Problem to work on:
The line containing "of the souvenir" marks the start; extract exactly from it through the last line of the entries, and omit any pictures.

Exercise material:
== Segment start ==

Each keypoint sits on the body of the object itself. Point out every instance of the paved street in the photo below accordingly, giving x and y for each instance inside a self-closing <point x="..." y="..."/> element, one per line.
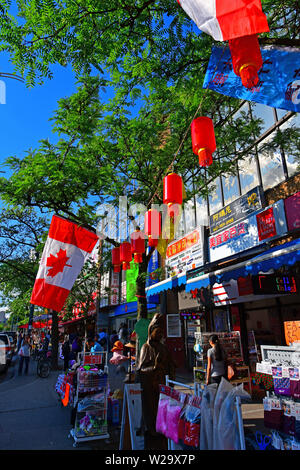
<point x="32" y="417"/>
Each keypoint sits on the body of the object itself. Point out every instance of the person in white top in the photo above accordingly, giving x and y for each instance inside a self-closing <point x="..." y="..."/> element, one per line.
<point x="24" y="355"/>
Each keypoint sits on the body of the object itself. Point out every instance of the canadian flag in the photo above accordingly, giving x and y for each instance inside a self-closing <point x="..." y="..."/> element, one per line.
<point x="226" y="19"/>
<point x="67" y="248"/>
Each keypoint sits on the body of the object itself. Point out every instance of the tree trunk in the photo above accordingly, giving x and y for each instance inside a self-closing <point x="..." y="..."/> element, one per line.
<point x="54" y="340"/>
<point x="142" y="310"/>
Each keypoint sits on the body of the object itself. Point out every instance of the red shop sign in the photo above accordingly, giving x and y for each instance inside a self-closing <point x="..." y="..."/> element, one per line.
<point x="245" y="286"/>
<point x="266" y="224"/>
<point x="292" y="211"/>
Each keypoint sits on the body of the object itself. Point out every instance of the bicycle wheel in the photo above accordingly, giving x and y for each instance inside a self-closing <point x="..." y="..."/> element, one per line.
<point x="43" y="369"/>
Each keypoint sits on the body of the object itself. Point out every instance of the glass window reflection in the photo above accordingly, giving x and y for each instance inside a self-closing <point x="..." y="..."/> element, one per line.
<point x="215" y="197"/>
<point x="265" y="113"/>
<point x="230" y="188"/>
<point x="248" y="173"/>
<point x="292" y="158"/>
<point x="201" y="211"/>
<point x="270" y="165"/>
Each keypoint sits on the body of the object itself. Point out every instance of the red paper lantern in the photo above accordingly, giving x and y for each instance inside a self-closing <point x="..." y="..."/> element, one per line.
<point x="115" y="256"/>
<point x="203" y="139"/>
<point x="152" y="226"/>
<point x="125" y="255"/>
<point x="246" y="59"/>
<point x="137" y="245"/>
<point x="172" y="192"/>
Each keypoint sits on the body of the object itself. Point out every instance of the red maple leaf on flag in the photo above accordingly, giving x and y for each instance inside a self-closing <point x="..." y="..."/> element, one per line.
<point x="57" y="263"/>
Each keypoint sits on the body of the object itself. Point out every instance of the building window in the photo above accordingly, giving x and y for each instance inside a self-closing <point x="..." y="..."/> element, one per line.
<point x="265" y="113"/>
<point x="189" y="215"/>
<point x="215" y="196"/>
<point x="248" y="173"/>
<point x="201" y="211"/>
<point x="281" y="113"/>
<point x="270" y="161"/>
<point x="292" y="153"/>
<point x="230" y="188"/>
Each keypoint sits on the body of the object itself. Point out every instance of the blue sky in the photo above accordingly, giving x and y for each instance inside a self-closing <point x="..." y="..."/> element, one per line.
<point x="24" y="118"/>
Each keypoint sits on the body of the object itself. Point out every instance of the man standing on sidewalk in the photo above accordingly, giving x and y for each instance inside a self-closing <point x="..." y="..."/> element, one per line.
<point x="24" y="355"/>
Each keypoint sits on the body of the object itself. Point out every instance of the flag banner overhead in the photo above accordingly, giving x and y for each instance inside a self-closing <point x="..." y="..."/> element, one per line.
<point x="226" y="19"/>
<point x="67" y="248"/>
<point x="279" y="78"/>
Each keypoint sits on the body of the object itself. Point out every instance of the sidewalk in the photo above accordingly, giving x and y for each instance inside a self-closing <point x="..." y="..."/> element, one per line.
<point x="33" y="418"/>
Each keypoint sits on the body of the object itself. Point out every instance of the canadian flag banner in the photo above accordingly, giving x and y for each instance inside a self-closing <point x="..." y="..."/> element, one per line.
<point x="226" y="19"/>
<point x="67" y="248"/>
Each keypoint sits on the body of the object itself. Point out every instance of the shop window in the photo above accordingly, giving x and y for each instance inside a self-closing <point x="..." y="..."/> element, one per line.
<point x="243" y="113"/>
<point x="230" y="188"/>
<point x="189" y="216"/>
<point x="270" y="161"/>
<point x="265" y="113"/>
<point x="248" y="173"/>
<point x="281" y="113"/>
<point x="201" y="211"/>
<point x="215" y="197"/>
<point x="292" y="155"/>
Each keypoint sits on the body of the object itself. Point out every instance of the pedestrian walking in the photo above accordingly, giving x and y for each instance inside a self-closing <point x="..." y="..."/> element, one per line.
<point x="24" y="356"/>
<point x="66" y="350"/>
<point x="20" y="341"/>
<point x="216" y="361"/>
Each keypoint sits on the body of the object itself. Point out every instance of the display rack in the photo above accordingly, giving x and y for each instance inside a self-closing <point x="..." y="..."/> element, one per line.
<point x="282" y="404"/>
<point x="231" y="343"/>
<point x="91" y="399"/>
<point x="197" y="389"/>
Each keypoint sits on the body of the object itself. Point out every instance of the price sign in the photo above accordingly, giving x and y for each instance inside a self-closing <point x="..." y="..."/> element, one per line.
<point x="274" y="284"/>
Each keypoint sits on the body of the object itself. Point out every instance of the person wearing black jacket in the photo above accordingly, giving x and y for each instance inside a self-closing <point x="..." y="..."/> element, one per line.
<point x="66" y="350"/>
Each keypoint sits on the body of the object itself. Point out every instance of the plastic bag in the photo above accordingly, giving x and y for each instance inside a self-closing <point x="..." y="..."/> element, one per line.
<point x="227" y="425"/>
<point x="192" y="419"/>
<point x="161" y="417"/>
<point x="222" y="392"/>
<point x="207" y="414"/>
<point x="173" y="411"/>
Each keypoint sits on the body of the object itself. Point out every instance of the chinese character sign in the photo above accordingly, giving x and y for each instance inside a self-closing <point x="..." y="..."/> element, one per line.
<point x="266" y="224"/>
<point x="185" y="253"/>
<point x="279" y="78"/>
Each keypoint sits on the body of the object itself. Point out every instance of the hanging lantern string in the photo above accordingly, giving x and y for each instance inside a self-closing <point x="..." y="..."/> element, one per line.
<point x="171" y="166"/>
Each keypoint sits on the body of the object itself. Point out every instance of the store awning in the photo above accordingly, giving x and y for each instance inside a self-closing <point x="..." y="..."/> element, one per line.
<point x="274" y="258"/>
<point x="170" y="283"/>
<point x="197" y="282"/>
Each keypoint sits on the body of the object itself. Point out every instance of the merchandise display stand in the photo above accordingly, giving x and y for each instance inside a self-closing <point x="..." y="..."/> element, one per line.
<point x="193" y="388"/>
<point x="243" y="370"/>
<point x="282" y="404"/>
<point x="91" y="399"/>
<point x="231" y="343"/>
<point x="197" y="390"/>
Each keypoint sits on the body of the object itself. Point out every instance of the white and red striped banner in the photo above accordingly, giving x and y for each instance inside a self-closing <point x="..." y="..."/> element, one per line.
<point x="67" y="247"/>
<point x="226" y="19"/>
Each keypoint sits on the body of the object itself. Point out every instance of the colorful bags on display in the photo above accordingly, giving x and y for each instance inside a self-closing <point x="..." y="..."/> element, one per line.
<point x="170" y="405"/>
<point x="273" y="413"/>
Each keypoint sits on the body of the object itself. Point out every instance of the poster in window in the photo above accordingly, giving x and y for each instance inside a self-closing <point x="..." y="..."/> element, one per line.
<point x="173" y="326"/>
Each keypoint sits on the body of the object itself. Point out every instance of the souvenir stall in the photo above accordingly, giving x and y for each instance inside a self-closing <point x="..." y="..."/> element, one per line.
<point x="231" y="343"/>
<point x="90" y="404"/>
<point x="201" y="418"/>
<point x="281" y="364"/>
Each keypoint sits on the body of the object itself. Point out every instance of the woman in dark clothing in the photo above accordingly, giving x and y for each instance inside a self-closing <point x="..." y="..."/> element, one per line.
<point x="216" y="361"/>
<point x="155" y="363"/>
<point x="66" y="352"/>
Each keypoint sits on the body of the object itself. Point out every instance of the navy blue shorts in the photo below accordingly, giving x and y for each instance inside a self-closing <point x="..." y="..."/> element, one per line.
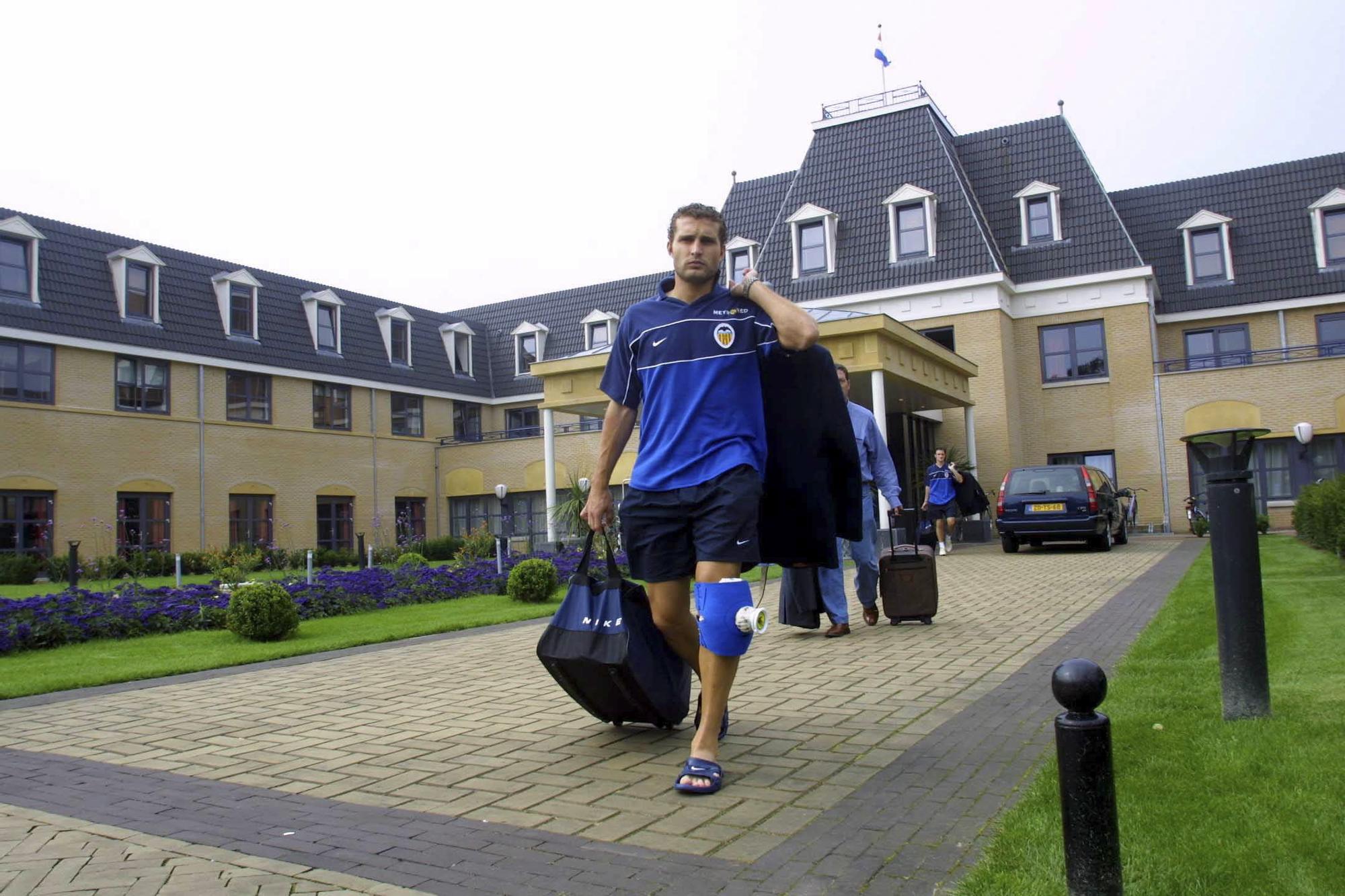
<point x="668" y="532"/>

== Segment end ==

Answer area:
Each keypoint sits on the body of the object itself. Point out every instance of the souvenir stall in the photo above accordingly, giving x and y for each instance inside a self-closing <point x="..." y="..."/> element, one per line.
<point x="231" y="343"/>
<point x="90" y="404"/>
<point x="201" y="418"/>
<point x="281" y="364"/>
Each keypoint sits on the body of the object itself. Point out every instance of the woman in dark clothing in the photo above accordingly, giving x and y for each instance inside a self-closing <point x="..." y="..."/> element, one per line.
<point x="216" y="361"/>
<point x="155" y="363"/>
<point x="66" y="352"/>
Each keypoint sits on the body of the object itself. Point out every instance of the navy blue shorts in the photo below accordingly, giving x and y for each instance inside a self-closing <point x="..." y="..."/> element, one per line.
<point x="668" y="532"/>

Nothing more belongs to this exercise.